» Task goal: Give every line from the one with "find spectator in dark coat" down to the one with "(191, 310), (239, 480)" as a numbered list, both of those lines included and any blank lines left out.

» Records shown:
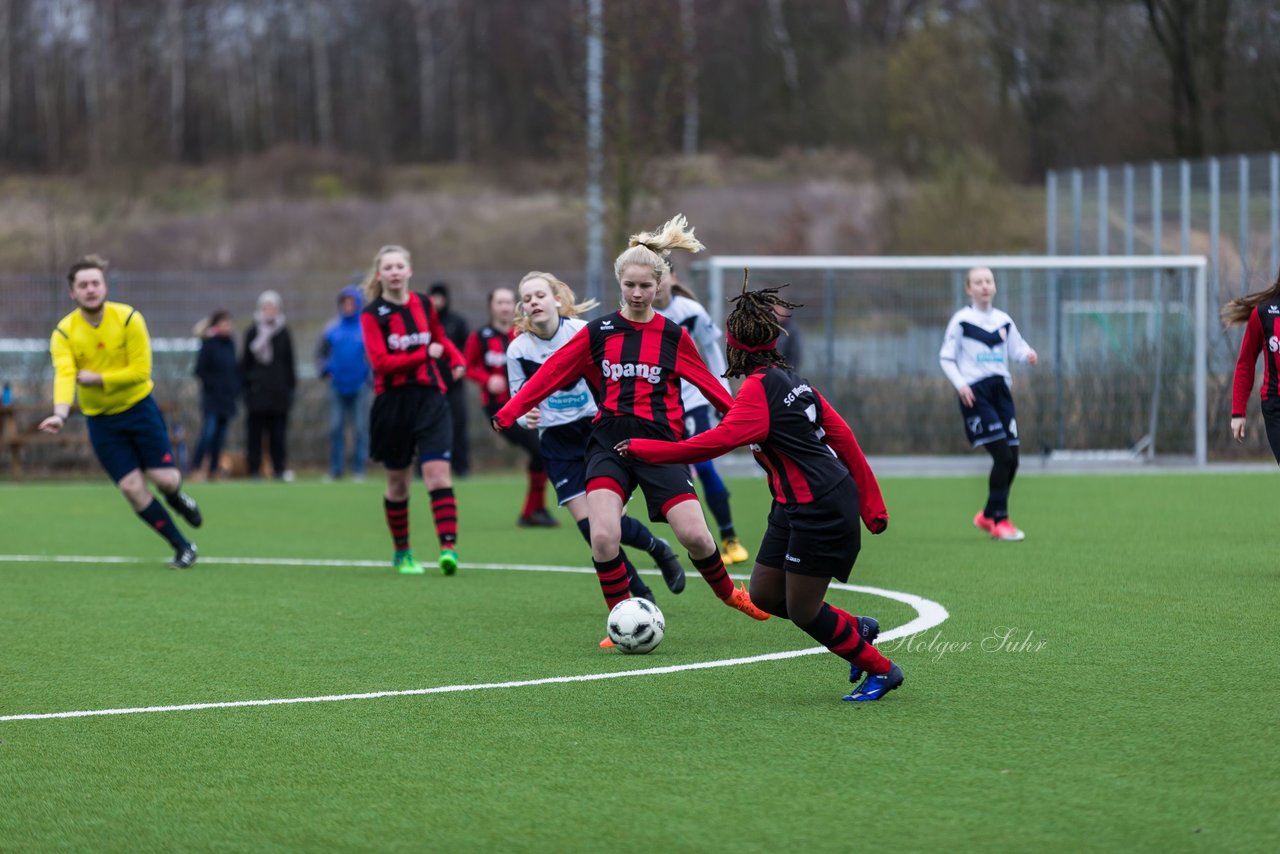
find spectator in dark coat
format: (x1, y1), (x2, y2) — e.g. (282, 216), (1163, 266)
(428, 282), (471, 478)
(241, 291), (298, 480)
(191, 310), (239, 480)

==

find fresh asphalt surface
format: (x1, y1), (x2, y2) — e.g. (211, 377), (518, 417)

» Task answer:
1. find spectator in dark coat
2. format: (x1, y1), (x2, y2) — e.g. (282, 216), (1163, 266)
3. (428, 282), (471, 478)
4. (241, 291), (298, 480)
5. (191, 310), (239, 480)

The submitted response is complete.